▶ WHAT IS EXPECTED
Restate the material word for word and leave out anything that is a picture.

▶ RECORDS SUPPLIED
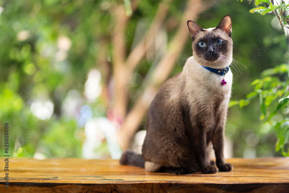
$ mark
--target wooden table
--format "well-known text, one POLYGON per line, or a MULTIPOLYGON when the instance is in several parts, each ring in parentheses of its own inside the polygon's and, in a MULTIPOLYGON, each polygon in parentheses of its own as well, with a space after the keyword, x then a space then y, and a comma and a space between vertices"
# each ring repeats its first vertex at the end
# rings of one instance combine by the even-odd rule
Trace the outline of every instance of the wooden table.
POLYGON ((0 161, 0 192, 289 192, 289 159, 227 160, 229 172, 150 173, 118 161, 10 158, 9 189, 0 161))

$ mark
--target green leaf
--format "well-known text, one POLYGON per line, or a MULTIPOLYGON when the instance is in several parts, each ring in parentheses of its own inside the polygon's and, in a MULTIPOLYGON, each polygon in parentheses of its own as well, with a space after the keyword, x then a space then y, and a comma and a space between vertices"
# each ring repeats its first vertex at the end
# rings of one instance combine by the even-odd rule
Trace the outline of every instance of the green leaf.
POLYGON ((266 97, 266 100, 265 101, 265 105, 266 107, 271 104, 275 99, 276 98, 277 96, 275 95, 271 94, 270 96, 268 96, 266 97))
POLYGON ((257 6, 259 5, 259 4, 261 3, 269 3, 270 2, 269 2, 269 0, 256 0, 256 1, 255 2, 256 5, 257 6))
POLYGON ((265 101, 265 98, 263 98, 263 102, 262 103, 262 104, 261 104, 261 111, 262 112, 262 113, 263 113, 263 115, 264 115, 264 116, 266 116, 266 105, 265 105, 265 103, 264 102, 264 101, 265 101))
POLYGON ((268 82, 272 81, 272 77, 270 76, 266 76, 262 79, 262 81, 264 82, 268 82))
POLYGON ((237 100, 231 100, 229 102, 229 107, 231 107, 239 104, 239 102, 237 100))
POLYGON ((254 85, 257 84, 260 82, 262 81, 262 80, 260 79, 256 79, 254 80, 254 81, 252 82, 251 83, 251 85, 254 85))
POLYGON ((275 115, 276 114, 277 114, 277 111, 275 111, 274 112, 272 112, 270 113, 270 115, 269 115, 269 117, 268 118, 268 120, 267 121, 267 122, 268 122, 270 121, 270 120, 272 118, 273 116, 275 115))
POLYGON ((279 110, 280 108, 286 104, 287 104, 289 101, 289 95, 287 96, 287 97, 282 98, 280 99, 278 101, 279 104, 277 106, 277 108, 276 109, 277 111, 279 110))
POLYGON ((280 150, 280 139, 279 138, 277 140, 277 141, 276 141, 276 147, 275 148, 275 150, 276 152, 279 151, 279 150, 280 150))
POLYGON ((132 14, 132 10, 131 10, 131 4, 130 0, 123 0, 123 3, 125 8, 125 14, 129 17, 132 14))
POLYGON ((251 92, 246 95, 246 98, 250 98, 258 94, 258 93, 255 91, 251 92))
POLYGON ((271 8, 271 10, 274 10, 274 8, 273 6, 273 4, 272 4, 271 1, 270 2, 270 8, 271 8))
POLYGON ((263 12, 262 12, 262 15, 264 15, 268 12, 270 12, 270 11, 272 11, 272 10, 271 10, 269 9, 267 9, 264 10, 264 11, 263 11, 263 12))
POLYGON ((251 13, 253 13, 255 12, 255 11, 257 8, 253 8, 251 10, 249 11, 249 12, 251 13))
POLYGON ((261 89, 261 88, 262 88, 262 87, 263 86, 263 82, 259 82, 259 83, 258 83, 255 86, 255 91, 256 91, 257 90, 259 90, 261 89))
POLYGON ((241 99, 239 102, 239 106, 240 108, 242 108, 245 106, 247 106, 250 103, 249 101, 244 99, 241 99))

▶ WRITTEN REPLY
$ mark
--target wooden table
--format "well-known text, one POLYGON per line, or a MULTIPOLYGON when the instance is in several parts, each ring in parentheses of its own inside the polygon's and, in a MULTIPOLYGON, each polygon in parentheses of its own as well, with a space after the keyword, x then a space then y, and a comma and a space between vertices"
# each ring repeats its first vertex at the end
# rings of one instance combine by the even-odd rule
Trace the outline of every instance of the wooden table.
POLYGON ((0 161, 0 192, 289 192, 289 159, 227 160, 229 172, 150 173, 118 161, 10 158, 9 189, 0 161))

$ mark
--target green leaf
--format "well-known text, one POLYGON per line, or a MULTIPOLYGON when the instance is in several parts, each ring in parentheses of its own inside the polygon's and, in a MULTIPOLYGON, each polygon in parentheses of its own as well, with a space after the keyword, x then a space then y, and a comma and a space between vertices"
# each ring repeats its first vertex at the end
# rings of one instance combine by the even-odd rule
Trace the outline of every instance of the green leaf.
POLYGON ((266 97, 266 100, 265 101, 265 105, 266 107, 271 104, 275 99, 276 98, 277 96, 275 95, 271 94, 270 96, 268 96, 266 97))
POLYGON ((257 6, 259 5, 259 4, 261 3, 269 3, 270 2, 269 2, 269 0, 256 0, 256 1, 255 2, 256 5, 257 6))
POLYGON ((265 101, 265 98, 263 98, 263 102, 262 103, 262 104, 261 104, 261 111, 262 112, 262 113, 263 113, 263 115, 264 115, 264 116, 266 116, 266 105, 265 105, 265 103, 264 102, 264 101, 265 101))
POLYGON ((268 82, 272 81, 272 77, 270 76, 266 76, 262 79, 262 81, 264 82, 268 82))
POLYGON ((237 100, 231 100, 229 102, 229 107, 231 107, 239 104, 239 102, 237 100))
POLYGON ((254 85, 257 84, 260 82, 262 81, 262 80, 260 79, 256 79, 254 80, 254 81, 252 82, 251 83, 251 85, 254 85))
POLYGON ((275 115, 276 114, 277 114, 277 111, 275 111, 274 112, 272 112, 270 113, 270 115, 269 115, 269 117, 268 118, 268 120, 267 121, 267 122, 268 122, 270 121, 270 120, 272 118, 273 116, 275 115))
POLYGON ((279 110, 280 108, 286 104, 287 104, 289 101, 289 95, 287 96, 287 97, 282 98, 280 99, 278 101, 279 104, 277 106, 277 108, 276 109, 277 111, 279 110))
POLYGON ((280 150, 280 139, 279 138, 277 140, 277 141, 276 141, 276 147, 275 148, 275 150, 276 152, 279 151, 279 150, 280 150))
POLYGON ((132 14, 132 10, 131 10, 131 4, 130 0, 123 0, 123 3, 125 8, 125 14, 129 17, 132 14))
POLYGON ((251 92, 246 95, 246 98, 250 98, 258 94, 258 93, 255 91, 251 92))
POLYGON ((271 8, 271 10, 274 10, 274 8, 273 6, 273 4, 272 4, 271 1, 270 2, 270 8, 271 8))
POLYGON ((263 12, 262 12, 262 15, 264 15, 268 12, 270 12, 270 11, 272 11, 272 10, 271 10, 269 9, 267 9, 264 10, 264 11, 263 11, 263 12))
POLYGON ((251 13, 253 13, 255 12, 255 11, 257 8, 253 8, 251 10, 249 11, 249 12, 251 13))
POLYGON ((261 89, 261 88, 262 88, 262 87, 263 86, 263 82, 259 82, 259 83, 258 83, 255 86, 255 91, 256 91, 257 90, 259 90, 261 89))
POLYGON ((241 99, 239 102, 239 106, 240 108, 242 108, 245 106, 247 106, 250 103, 249 101, 244 99, 241 99))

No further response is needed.